▶ EXTRACT TO READ:

- Born: Efua Theodora Morgue 27 June 1924 Cape Coast, Central Region, Gold Coast
- Died: 2 January 1996 (aged 71) Accra, Greater Accra Region, Ghana
- Education: St. Monica's Training College, Ghana;; Homerton College, Cambridge;; School of Oriental and African Studies;
- Occupations: Playwright-director, author, poet, educator, publisher, cultural activist, child advocate
- Notable work: Playtime in Africa (1961) New Life in Kyerefaso (1960) Edufa (1967) The Marriage of Anansewa (1975)
- Spouse: Bill Sutherland
- Children: Esi Sutherland-Addy, Ralph Sutherland, and Amowi Sutherland Phillips

= Efua Sutherland =

Ghanaian writer, publisher, educationalist and cultural activist (1924–1996)

Efua Theodora Sutherland (born 27 June 1924 - 2 January 1996) was a Ghanaian playwright, director, dramatist, children's author, poet, educationalist, researcher, child advocate, and cultural activist. Her works include the plays Foriwa (1962), Edufa (1967), and The Marriage of Anansewa (1975). She founded the Ghana Drama Studio, the Ghana Society of Writers, the Ghana Experimental Theatre, and a community project called the Kodzidan (Story House). As Ghana's earliest playwright-director, she was an influential figure in the development of modern Ghanaian theatre, and helped to introduce the study of African performance traditions at university level. She was also a pioneering African publisher, establishing the company Afram Publications in Accra in the 1970s. Sutherland was instrumental in nurturing a new generation of Ghanaian playwrights and poets through the Drama Studio, many of whom went on to shape modern West African literature.

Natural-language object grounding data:
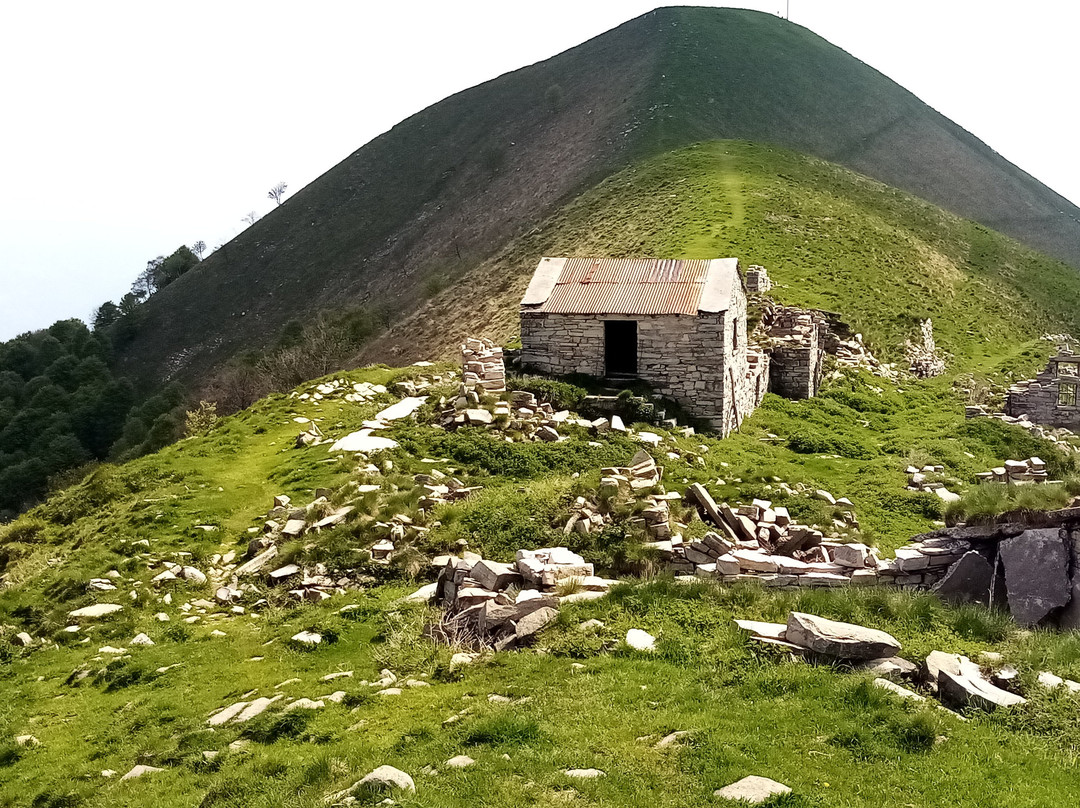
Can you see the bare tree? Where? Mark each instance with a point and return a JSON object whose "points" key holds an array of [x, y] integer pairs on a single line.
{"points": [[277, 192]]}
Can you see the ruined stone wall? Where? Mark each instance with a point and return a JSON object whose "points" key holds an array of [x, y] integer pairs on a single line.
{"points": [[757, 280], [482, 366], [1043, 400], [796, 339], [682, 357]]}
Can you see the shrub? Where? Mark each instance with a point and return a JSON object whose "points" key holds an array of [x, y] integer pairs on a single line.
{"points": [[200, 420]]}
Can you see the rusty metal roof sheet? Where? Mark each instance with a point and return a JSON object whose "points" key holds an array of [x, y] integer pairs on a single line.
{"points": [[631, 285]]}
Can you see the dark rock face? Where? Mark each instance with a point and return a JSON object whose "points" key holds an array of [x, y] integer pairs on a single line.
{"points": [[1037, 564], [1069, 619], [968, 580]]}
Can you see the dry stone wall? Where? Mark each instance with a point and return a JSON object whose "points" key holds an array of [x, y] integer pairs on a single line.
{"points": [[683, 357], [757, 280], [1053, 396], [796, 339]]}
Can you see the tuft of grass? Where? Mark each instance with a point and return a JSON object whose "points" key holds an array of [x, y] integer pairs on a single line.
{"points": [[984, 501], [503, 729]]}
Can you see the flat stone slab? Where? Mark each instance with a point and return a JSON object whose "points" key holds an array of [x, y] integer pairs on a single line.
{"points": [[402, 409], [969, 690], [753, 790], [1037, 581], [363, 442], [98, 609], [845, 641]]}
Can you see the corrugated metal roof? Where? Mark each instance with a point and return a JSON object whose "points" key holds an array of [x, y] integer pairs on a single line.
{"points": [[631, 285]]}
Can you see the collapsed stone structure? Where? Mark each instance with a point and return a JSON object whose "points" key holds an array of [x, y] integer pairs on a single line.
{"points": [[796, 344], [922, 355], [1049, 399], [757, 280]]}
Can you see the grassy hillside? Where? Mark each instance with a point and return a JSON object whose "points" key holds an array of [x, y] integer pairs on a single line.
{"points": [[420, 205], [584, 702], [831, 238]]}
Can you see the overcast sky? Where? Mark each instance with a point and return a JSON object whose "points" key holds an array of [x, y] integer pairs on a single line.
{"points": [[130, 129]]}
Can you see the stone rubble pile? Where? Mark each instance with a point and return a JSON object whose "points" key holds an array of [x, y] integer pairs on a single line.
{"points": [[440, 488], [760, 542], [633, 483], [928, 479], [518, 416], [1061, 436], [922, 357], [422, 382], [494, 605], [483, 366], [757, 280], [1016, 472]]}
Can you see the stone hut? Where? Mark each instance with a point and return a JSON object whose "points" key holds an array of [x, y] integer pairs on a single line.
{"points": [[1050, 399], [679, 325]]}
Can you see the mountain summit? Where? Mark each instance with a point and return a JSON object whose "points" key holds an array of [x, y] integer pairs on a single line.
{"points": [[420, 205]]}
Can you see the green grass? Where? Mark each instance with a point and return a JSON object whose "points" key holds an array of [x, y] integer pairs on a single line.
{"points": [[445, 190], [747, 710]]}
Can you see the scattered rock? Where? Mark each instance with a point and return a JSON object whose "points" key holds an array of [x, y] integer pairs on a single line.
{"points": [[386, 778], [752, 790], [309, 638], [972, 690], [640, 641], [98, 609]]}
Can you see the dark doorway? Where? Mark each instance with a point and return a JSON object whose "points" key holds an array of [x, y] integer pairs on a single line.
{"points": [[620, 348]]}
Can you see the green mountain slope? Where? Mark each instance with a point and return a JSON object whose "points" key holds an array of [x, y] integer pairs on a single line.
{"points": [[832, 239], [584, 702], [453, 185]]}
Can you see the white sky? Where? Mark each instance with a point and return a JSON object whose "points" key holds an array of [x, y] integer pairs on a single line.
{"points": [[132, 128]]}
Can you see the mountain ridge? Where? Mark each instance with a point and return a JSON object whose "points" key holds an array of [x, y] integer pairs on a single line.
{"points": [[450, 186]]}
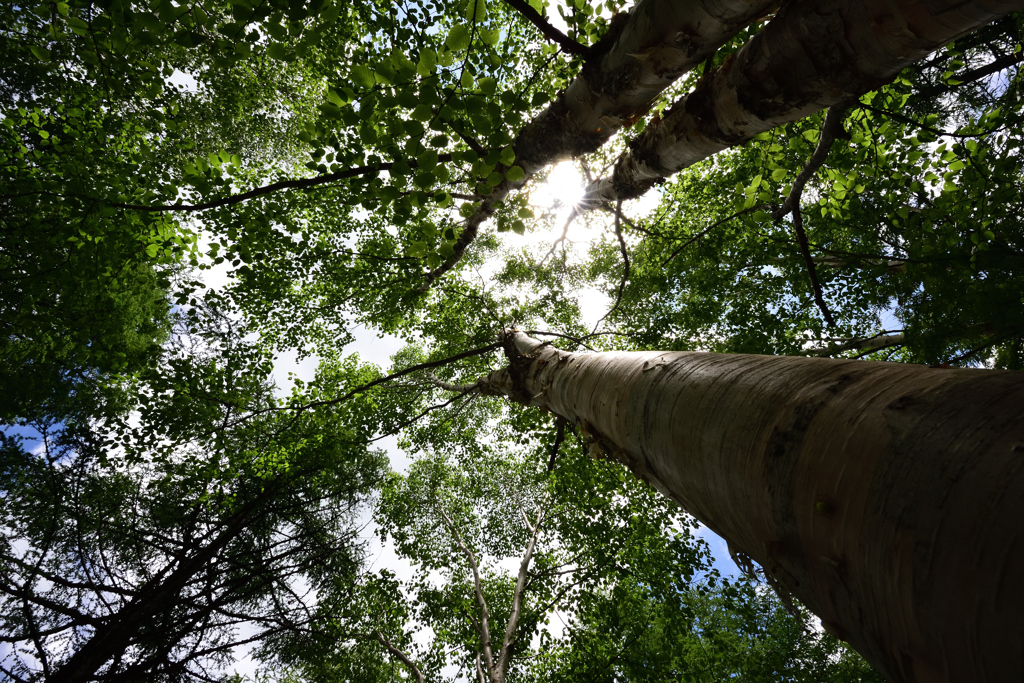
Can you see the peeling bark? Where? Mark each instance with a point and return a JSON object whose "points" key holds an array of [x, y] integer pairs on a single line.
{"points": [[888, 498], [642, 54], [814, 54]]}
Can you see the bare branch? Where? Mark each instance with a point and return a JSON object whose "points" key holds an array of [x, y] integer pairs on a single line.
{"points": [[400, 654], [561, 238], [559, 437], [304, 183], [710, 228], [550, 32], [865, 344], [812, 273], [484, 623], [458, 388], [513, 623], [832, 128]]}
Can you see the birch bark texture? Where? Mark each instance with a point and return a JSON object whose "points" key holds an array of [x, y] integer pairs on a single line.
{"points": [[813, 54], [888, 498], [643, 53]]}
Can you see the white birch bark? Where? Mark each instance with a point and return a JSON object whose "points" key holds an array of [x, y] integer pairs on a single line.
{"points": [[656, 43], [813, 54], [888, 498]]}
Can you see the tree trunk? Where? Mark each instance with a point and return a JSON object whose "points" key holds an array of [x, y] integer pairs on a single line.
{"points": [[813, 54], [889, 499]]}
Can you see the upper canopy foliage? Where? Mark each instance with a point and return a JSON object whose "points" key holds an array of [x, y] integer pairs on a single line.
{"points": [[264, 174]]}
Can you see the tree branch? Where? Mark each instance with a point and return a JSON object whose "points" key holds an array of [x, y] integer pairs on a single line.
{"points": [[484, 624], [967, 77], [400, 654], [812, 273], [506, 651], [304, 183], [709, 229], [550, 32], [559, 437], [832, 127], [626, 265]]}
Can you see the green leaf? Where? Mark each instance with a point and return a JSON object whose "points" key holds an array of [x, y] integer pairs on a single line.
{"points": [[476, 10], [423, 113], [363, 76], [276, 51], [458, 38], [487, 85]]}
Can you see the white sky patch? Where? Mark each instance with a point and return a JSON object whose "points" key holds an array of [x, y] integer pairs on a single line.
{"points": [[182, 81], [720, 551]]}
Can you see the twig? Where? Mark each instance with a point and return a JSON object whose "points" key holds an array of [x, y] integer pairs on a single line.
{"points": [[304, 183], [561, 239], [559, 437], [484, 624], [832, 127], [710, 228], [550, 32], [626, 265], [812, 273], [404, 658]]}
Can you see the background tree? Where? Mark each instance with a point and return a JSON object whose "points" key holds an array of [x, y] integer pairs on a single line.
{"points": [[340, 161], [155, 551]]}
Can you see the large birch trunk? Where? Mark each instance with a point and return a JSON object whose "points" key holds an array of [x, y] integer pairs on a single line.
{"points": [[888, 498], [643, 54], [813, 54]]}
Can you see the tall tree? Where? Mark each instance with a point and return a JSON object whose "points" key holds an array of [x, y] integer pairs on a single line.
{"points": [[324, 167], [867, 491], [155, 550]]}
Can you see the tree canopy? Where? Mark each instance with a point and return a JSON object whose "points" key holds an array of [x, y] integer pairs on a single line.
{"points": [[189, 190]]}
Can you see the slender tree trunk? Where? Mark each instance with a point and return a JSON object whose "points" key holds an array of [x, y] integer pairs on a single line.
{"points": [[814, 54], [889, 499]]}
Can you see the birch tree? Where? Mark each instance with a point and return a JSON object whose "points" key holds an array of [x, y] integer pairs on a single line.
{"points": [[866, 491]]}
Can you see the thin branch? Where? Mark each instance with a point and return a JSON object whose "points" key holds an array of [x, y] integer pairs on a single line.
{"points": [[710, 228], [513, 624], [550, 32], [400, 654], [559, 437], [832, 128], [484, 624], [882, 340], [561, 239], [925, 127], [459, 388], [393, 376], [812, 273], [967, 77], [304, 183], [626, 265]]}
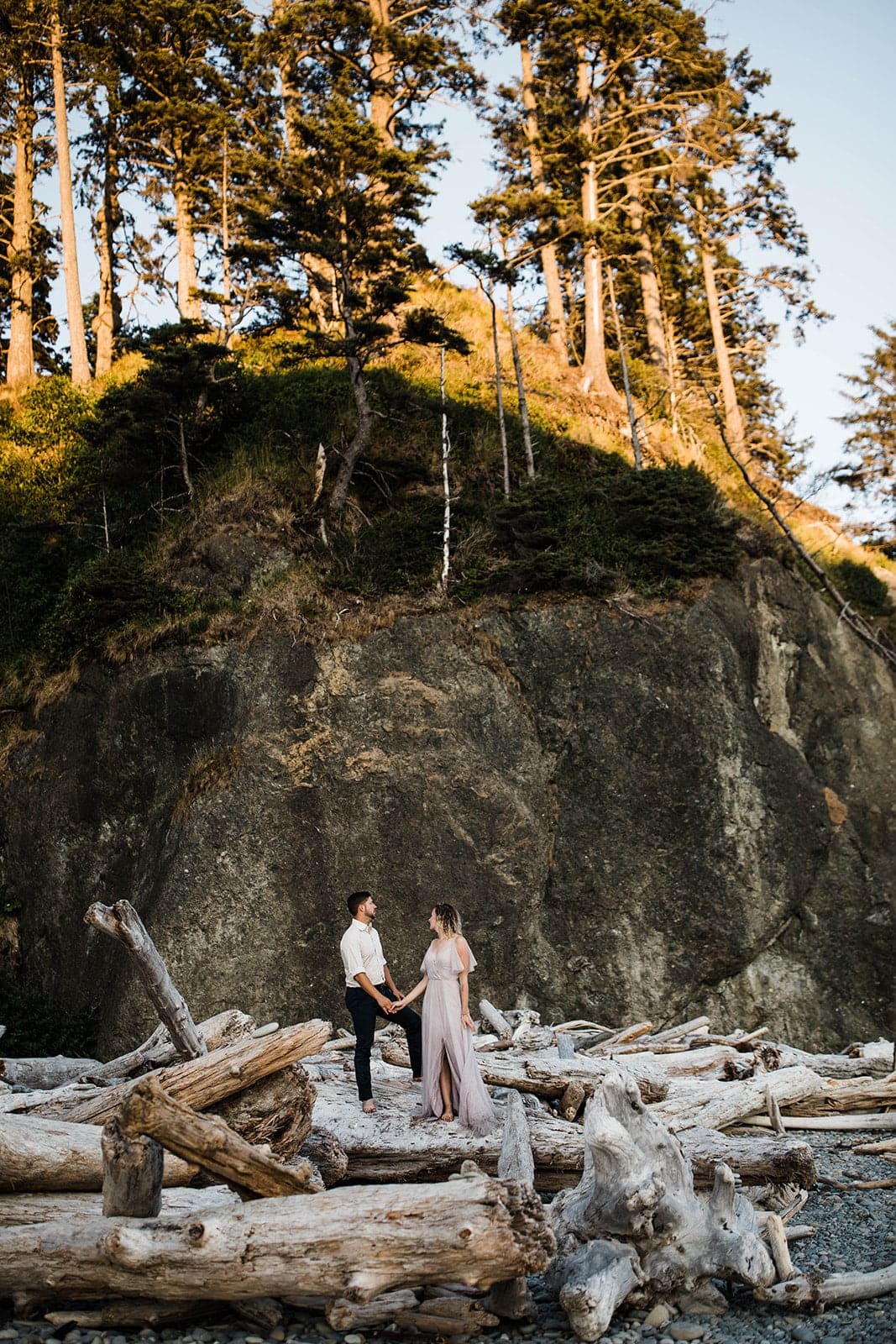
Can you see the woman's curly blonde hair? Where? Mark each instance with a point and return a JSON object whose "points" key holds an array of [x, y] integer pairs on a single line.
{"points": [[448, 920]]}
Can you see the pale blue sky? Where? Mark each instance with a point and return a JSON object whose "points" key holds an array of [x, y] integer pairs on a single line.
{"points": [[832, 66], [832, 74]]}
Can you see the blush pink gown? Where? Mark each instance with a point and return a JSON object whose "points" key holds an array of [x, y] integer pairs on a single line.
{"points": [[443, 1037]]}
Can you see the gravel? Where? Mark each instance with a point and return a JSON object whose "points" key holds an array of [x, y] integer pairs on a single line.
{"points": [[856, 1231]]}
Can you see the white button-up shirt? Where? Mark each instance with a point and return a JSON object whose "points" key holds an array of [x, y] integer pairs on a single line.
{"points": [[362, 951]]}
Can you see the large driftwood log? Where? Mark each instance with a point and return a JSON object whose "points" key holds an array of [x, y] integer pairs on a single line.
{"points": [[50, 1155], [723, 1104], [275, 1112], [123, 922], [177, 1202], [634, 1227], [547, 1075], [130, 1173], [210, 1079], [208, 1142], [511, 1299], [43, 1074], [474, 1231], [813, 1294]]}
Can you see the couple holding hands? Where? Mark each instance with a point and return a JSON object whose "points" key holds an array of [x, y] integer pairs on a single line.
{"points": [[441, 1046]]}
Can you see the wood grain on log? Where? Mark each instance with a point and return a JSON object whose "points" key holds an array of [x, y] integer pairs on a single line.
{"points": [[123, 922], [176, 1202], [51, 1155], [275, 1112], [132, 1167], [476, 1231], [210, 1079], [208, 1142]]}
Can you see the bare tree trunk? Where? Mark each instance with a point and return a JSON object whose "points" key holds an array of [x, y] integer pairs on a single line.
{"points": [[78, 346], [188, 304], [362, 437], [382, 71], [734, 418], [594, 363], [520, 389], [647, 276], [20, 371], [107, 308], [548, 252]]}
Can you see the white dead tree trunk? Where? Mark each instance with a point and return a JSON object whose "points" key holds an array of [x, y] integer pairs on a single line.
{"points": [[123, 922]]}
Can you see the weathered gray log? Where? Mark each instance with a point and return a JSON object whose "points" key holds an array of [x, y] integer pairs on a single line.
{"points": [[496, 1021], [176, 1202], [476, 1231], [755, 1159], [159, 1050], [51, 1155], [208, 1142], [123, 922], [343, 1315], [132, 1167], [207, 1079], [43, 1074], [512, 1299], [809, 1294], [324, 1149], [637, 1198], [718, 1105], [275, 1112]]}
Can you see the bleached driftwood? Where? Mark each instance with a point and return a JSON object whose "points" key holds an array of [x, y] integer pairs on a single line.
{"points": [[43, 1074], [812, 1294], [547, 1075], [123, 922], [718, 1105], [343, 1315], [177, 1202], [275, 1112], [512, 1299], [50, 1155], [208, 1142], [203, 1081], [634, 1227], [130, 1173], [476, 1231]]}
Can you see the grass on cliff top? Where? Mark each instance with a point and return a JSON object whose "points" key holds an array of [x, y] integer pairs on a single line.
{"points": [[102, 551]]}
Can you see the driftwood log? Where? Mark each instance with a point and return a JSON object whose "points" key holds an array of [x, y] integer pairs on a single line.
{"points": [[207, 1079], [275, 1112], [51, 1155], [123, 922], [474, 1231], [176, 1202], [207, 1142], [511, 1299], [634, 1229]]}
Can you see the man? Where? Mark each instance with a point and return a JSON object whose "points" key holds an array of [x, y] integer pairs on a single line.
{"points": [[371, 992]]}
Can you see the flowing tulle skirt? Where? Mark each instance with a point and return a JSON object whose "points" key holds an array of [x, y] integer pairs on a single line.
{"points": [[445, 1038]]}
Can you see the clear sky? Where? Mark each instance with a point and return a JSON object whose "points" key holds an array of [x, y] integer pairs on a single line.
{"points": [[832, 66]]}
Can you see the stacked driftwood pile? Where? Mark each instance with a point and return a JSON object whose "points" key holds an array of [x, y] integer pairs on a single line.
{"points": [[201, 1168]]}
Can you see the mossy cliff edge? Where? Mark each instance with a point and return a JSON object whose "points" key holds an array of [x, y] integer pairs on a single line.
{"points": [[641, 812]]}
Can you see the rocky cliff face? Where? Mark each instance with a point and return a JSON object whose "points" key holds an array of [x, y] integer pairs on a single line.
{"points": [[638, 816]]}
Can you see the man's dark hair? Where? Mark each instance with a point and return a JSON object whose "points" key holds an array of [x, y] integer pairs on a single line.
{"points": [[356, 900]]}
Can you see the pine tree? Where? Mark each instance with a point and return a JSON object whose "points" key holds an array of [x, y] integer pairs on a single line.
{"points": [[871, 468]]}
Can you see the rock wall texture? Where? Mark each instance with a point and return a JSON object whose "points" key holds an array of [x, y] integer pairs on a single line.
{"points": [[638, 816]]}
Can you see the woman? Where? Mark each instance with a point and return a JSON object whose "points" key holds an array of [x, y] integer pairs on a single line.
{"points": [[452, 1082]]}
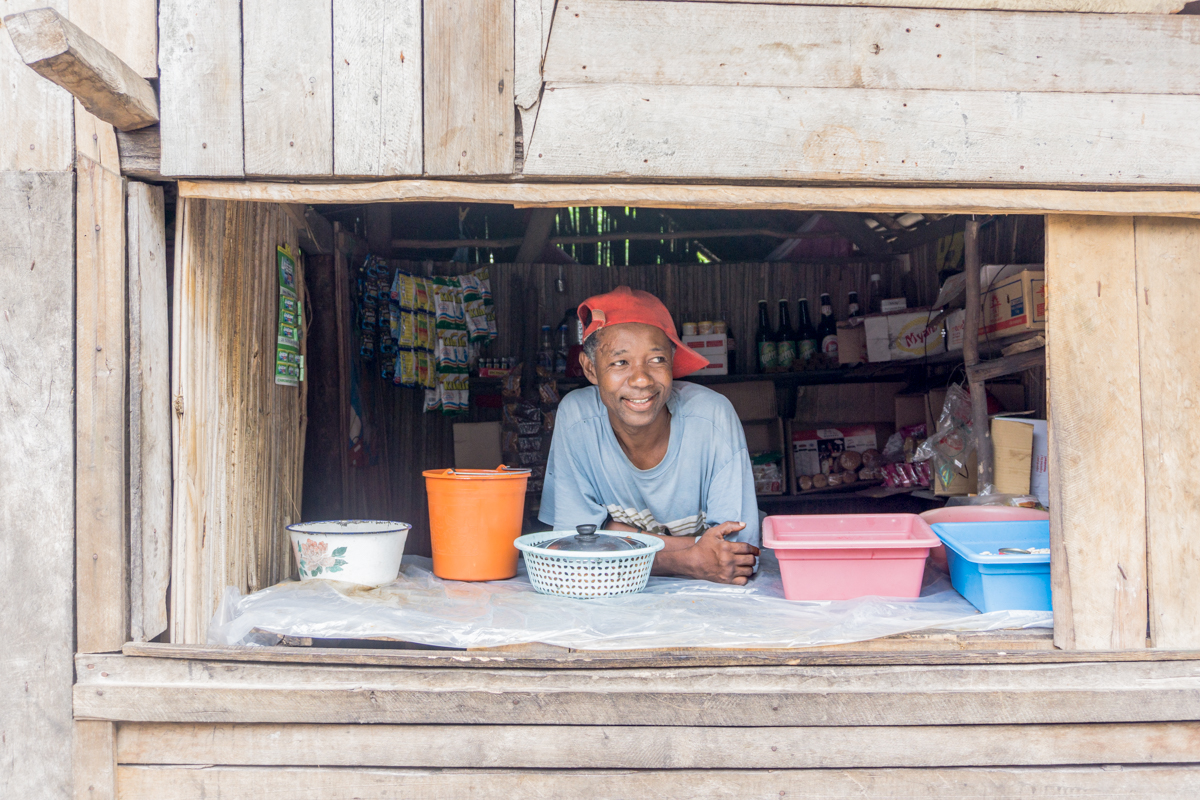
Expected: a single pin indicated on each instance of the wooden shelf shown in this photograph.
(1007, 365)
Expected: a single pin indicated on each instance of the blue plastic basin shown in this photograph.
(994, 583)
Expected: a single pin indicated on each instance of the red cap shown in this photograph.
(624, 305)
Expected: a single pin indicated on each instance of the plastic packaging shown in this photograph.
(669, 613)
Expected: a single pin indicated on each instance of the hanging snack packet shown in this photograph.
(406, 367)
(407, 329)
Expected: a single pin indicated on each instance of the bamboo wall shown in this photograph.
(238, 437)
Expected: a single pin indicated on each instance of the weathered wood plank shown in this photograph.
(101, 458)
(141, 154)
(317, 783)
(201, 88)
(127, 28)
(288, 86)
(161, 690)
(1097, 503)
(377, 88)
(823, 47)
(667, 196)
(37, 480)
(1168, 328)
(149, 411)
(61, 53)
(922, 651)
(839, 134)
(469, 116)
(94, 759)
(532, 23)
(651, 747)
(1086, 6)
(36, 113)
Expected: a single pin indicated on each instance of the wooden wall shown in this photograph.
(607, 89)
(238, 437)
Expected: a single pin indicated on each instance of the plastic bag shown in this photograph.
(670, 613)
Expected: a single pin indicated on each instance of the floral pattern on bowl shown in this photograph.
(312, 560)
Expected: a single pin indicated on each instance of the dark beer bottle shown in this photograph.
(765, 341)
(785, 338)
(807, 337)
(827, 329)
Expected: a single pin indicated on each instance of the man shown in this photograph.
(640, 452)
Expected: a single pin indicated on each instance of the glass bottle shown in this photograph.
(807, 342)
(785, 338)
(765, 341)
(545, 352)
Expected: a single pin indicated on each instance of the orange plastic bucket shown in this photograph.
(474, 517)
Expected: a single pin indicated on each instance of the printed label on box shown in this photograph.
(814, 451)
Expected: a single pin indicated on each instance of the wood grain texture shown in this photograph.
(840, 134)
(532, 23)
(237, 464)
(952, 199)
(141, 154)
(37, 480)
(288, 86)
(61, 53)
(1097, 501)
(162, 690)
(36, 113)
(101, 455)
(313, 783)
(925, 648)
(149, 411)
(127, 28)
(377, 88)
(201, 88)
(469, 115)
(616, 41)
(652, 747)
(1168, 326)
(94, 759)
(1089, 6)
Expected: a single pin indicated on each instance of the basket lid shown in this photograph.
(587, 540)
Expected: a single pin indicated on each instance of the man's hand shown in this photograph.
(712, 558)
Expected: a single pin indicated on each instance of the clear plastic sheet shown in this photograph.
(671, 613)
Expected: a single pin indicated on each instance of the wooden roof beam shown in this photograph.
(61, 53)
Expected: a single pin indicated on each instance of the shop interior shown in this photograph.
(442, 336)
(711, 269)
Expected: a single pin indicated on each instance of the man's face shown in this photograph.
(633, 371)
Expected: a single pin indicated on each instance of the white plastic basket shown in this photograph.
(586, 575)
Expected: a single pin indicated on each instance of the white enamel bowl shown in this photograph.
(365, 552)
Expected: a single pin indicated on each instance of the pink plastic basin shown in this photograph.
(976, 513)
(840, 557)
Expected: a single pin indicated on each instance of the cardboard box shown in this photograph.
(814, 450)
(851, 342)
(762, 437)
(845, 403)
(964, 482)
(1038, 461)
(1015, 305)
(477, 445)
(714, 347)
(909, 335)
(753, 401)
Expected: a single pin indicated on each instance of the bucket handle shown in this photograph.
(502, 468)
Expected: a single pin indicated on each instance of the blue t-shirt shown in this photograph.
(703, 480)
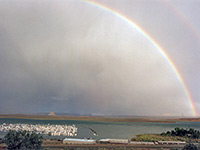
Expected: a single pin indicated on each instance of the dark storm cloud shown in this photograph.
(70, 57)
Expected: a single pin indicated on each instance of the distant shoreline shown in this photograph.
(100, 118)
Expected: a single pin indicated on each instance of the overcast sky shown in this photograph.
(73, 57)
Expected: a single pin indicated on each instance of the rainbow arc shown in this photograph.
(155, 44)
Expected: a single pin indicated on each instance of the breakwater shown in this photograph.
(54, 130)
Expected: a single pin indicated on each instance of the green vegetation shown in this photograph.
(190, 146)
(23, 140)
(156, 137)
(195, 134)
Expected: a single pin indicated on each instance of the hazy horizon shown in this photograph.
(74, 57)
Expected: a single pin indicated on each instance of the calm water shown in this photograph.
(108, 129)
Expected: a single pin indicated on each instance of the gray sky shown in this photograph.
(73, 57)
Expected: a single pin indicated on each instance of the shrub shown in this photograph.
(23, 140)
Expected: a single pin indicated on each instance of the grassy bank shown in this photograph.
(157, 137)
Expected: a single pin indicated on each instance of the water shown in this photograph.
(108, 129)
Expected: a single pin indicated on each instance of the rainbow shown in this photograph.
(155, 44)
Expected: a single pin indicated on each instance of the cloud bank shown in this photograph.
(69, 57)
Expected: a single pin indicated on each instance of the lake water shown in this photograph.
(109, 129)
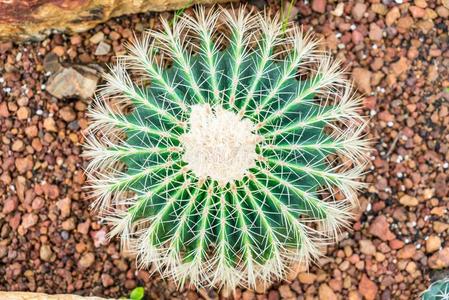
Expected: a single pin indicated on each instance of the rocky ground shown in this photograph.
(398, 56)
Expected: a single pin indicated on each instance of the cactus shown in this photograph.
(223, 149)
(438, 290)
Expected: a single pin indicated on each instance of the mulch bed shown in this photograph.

▶ WORK INSTRUCTION 1: Reproduce the portion of the Efua Sutherland biography between "- Born: Efua" and "(1967) The Marriage of Anansewa (1975)", inclusive.
▶ WORK INSTRUCTION 2: Determine whether each of the following statements agrees with the Efua Sutherland biography, answering yes or no and quoting the deciding words: (a) Sutherland was born in Accra. (b) Sutherland established Afram Publications in Accra in the 1970s. (c) Edufa dates from 1962.
▶ WORK INSTRUCTION 3: According to the Efua Sutherland biography, what was the name of the community project she founded?

▶ TASK ANSWER 1:
- Born: Efua Theodora Morgue 27 June 1924 Cape Coast, Central Region, Gold Coast
- Died: 2 January 1996 (aged 71) Accra, Greater Accra Region, Ghana
- Education: St. Monica's Training College, Ghana;; Homerton College, Cambridge;; School of Oriental and African Studies;
- Occupations: Playwright-director, author, poet, educator, publisher, cultural activist, child advocate
- Notable work: Playtime in Africa (1961) New Life in Kyerefaso (1960) Edufa (1967) The Marriage of Anansewa (1975)

▶ TASK ANSWER 2:
(a) No: "Cape Coast, Central Region, Gold Coast"
(b) Yes: "establishing the company Afram Publications in Accra in the 1970s"
(c) No: "Edufa (1967)"

▶ TASK ANSWER 3: The Kodzidan (Story House).